I prefer listening to talking, reading to socializing, and cozy chats to group settings. I like to think before I speak (softly).
This article has taken a back seat for a while because it sounded more like a rant which didn’t sit right with me. I wanted to write a whole piece about how I was tired of being the listener among my friends and I wanted someone to hear me for a change. The original title was “It sucks being the listener” but I had a change of heart.
When it comes to relating well with people being a good listener is paramount. A while back I asked a few of my friends to use adjectives that described me as part of a self discovery exercise and some that stood out were quiet, reserved, shy and a good listener. It came as no surprise as I have always known that I was a good listener and I only came to see it as a good thing after reading Quiet by Susan Cain.
Prior to the discovery of writing the only means of communication was through talking and that meant that listening was key for communication to be effective. Our listening speed tends to be higher than our speaking speed and that just proves that physiologically we are meant to listen more than speak.

ACTIVITY - Carry on the essay about being a good listener, starting after its last sentence.

DATASET -

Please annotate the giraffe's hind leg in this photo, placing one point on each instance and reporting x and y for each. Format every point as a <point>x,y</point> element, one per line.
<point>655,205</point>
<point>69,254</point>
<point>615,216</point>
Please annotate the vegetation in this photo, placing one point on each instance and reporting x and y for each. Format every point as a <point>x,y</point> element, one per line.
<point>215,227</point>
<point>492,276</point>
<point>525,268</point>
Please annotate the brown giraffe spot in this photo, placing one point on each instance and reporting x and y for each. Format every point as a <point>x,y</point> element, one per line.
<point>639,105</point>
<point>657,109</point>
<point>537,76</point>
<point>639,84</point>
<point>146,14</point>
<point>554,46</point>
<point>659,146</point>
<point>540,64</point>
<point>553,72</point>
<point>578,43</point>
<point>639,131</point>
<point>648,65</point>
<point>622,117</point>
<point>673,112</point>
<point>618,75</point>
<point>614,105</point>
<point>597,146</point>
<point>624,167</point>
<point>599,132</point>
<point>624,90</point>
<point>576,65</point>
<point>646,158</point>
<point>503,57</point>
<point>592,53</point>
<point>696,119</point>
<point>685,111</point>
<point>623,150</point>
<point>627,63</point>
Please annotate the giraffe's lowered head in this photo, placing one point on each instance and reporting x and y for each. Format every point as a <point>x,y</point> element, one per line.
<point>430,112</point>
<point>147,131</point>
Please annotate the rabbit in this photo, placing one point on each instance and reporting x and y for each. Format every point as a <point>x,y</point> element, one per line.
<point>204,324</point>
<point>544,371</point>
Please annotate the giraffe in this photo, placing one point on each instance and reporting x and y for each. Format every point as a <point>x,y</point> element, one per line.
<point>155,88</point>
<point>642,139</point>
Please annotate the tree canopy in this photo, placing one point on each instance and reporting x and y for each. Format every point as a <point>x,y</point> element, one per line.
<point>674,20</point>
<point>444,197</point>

EXERCISE RESPONSE -
Being a good listener helps you build better and meaningful relationships. The old adage that says that a problem shared is a problem halved makes sense now. When we are heard it kind of eases the burden. If I could take it a bit further, I do not know if it only applies to me but if a friend is sharing something negative it weighs you down and you can literally feel a shift in energy and if you are the one sharing the negative thing you feel a lighter like you have passed on a weight. If no toxic information keeps being shared listening will strengthen your relationships.
Being an active listener also helps in solving problems faster. Like Stephen Covey says in his book “ The Seven Habits of Highly Effective People” Seek first to understand before been understood. If you you slow down and listen first you will be able to identify problems easily and in turn easily find solutions.
So my challenge to you is to always lend someone a listening ear. Make it a habit to ask people how they are and when they answer just be fully immersed and present and LISTEN. It’s that simple.